=== PROVIDED TEXT ===

---

Building Confidence post Lockdown: For Athletes



The COVID-19 pandemic had brought about a standstill in all areas of our lives, sports was no exception, bringing a suspension to the sporting calendar globally. Athletes of all levels had to be distanced from their routine training in their facilities with an ambiguous future ahead, which not only caused a disruption to the quality and the quantity of training but also led to physical, technical and psychological damage.


With the ongoing vaccination drive around the world, we all are geared up to enter “The Modified normal”. Sporting events have resumed, with eyes on the Olympics starting July 23rd. But the damage caused by the pandemic is only starting to surface in athletes. With the lack of a platform to showcase or assess their skills, athletes of all levels are at a confidence crossroad.

In this article, we’ll talk about how we can rebuild or even regain our confidence post pandemic or any crisis one might face:



1. Identification: The first step in regaining self-confidence is the identification of your feelings, thoughts or emotions. What you say to yourself affects what you think and feel. If your ‘talk’ is negative your thoughts and feelings will be too. If your ‘talk’ is positive, your thoughts and feelings will be too. Your performance is the result of this negative- positive talk and thus the first step is identification.


2. Visualization: Visualization or mental imagery, an act where you recall a successful competition or the moment when you carried out a skill efficiently. Visualization helps condition your brain for successful outcomes. It can also eliminate any unknown element(s) which will prohibit you to reach your ‘zone’. Pre- competition visualization can help an athlete reach his or her ‘zone’. Especially in times like this where globally athletes have missed out on competitions, it’s now more than ever important that athletes reach their zone, and this can be achieved through positive visualization.





3. Controlling the controllable: Through this pandemic we have realized that adversity can come and strike us out any time. And adversity doesn’t necessarily have to be a global pandemic, it can also be translated into an injury. Controlling the controllable is a philosophy which insinuates that the athletes should invest time and effort into aspects of their performances which they have an autonomy over, rather than aspects they have no control over. It’s also important to note that this philosophy does not entail to what extent you have controlled the controllable aspects, but it’s more about whether you are able to focus only on those aspects that are under your control pre- performance. The controllable aspects of your performance will be tactics, skills, pre- competition preparation etc.

---

=== PROBLEMS TO WORK ON ===
**A.** Name each numbered step the article on rebuilding athletes' confidence after lockdown gives for regaining confidence.
**B.** Pick up the article on rebuilding athletes' confidence after lockdown right after its final sentence and keep writing.

=== Records contained in a dataset ===

---

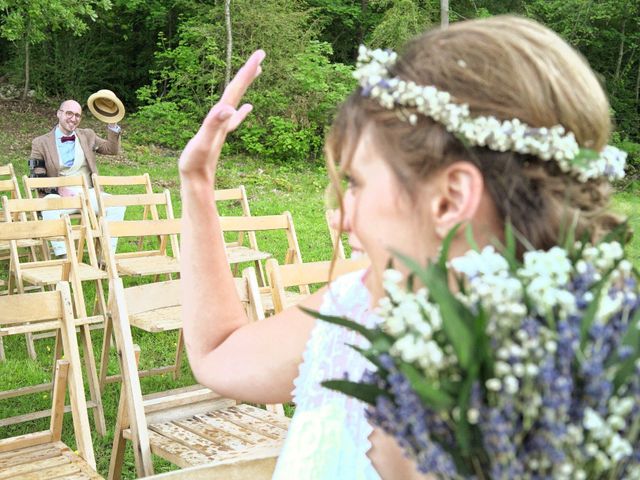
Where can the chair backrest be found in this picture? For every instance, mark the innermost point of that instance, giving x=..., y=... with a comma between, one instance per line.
x=84, y=232
x=117, y=185
x=7, y=170
x=238, y=195
x=264, y=223
x=150, y=202
x=44, y=229
x=43, y=311
x=33, y=185
x=282, y=277
x=8, y=186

---

=== OUTPUTS FOR THE TASKS ===
**A.** Identification, Visualization, Controlling the controllable

**B.**
4. Re-setting goals: Any adversity can become a lengthy ordeal, thus it’s important to re-set goals as it gives the athlete a more directional path to work towards. Re-setting goals can help an athlete focus better on what lies ahead as he or she is more self-aware of the reality of the situation. But at the same time, it’s also important that we reset goals in a way that they are meaningful, specific, realistic yet challenging and targeted.


5. Note to coaches: Coaches can be a big help when it comes regaining confidence post adversity. Coaches should maintain strong personal relations with their athletes whilst maintaining a task mastery environment. Post adversity it’s important as a coach that you redefine success, where the main focus is always on effort, proper technique and self-improvement. But with redefining success it’s also important to redefine failure, as coaches you need to see failure as when the athlete does not give his/her full effort. You should use this moment to teach them to embrace failure as it will build resilience.



As athletes and coaches, you should remember that bouncing back from adversity is difficult, but mentally quitting makes it impossible to make a comeback. You have a choice in how you respond to the challenges and making the choice to face the adversity is the half of the battle of dealing with it.